GIVEN TASK A:
Reproduce the part of the essay that opens with the words "I was shirtless" and closes with "night in September.", copying it exactly.
==================================================
I've always wondered why when we are feeling down, we choose music that holds us down.  You'll never find Shiny Happy People on the playlist of the lonely. 

The devil is called the prince of the air.  When negative energy such as sadness fills this vacuum; it is he we feed. 

I was sitting in church; buried in a sea of crucifixes.  At 15, it's the last place, I wanted to be.  And it occurred to me, at that moment, how that sweet symbol of salvation is lost as it dangles on the necks of the self-righteous.  If the woman I love was bludgeoned to death with a hammer, would I wear some shiny piece of silver in the shape of a hammer to remember her suffering?

These are the thoughts that I accomplish in the driving rain.

On that poorly lit road, I always come to the same conclusion.  I conclude we are masochistic at best and sadists at heart.  Like a herd of cattle, we will trample each other at the mere rumor of danger. 

Where have you gone Joe Dimaggio?  A nation turns its lonely eyes to you.

I was shirtless and barefoot behind the wheel.  Like a drunk captain of her own ship.  But I had a destination in mind.  It was the perfect moment to tell her I love her. 

There's something about our spirit when our defenses are down.  There's something about leaving our pride in the backseat when we have nothing to lose.

It doesn't mean much.
It doesn't mean anything at all.


I can find clarity in the driving rain.  I come alive off that beaten path. 

There's this field across from my old home; governed by a makeshift scarecrow.  And it's funny to me.  He just stands there;  all day, all night.  And sometimes, I find myself in that neighborhood hoping for one last glimpse of the ghost that left us on a gloomy night in September.
==================================================
GIVEN TASK B:
Pick out every line of the rows below that contains the string "dirt", matching case.
==================================================
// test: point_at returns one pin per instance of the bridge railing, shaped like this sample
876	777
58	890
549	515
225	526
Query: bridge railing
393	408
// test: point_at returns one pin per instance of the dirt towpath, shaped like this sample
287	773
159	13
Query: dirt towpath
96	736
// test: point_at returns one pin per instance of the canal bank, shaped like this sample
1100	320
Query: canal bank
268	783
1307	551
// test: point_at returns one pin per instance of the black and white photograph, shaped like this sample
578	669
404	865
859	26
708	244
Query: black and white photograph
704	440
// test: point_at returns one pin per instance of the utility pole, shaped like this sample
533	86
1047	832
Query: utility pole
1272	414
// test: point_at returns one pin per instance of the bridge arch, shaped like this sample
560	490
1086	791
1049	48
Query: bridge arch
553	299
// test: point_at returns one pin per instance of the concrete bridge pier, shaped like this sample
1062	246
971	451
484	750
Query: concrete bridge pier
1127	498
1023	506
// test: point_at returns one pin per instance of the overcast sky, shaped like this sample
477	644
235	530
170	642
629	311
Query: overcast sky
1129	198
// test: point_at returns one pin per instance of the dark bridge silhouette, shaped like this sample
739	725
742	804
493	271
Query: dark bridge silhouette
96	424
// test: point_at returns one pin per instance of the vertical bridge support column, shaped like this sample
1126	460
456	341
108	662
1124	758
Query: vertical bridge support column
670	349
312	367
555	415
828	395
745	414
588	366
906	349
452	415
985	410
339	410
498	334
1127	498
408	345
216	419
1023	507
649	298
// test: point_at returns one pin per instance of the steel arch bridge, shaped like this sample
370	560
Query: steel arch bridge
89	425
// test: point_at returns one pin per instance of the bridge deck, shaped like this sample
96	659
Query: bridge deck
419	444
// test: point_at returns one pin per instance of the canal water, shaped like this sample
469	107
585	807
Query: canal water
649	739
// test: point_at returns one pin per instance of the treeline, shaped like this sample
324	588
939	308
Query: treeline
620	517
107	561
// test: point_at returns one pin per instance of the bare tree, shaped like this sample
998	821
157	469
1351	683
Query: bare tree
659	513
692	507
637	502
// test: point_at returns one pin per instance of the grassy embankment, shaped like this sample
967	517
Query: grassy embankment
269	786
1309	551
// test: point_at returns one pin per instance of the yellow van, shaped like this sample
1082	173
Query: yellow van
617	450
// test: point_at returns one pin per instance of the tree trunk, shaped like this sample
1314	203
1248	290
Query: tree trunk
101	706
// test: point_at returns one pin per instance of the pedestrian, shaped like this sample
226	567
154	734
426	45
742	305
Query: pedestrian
==================================================
WRITTEN ANSWER A:
I was shirtless and barefoot behind the wheel.  Like a drunk captain of her own ship.  But I had a destination in mind.  It was the perfect moment to tell her I love her. 

There's something about our spirit when our defenses are down.  There's something about leaving our pride in the backseat when we have nothing to lose.

It doesn't mean much.
It doesn't mean anything at all.


I can find clarity in the driving rain.  I come alive off that beaten path. 

There's this field across from my old home; governed by a makeshift scarecrow.  And it's funny to me.  He just stands there;  all day, all night.  And sometimes, I find myself in that neighborhood hoping for one last glimpse of the ghost that left us on a gloomy night in September.

WRITTEN ANSWER B:
// test: point_at returns one pin per instance of the dirt towpath, shaped like this sample
Query: dirt towpath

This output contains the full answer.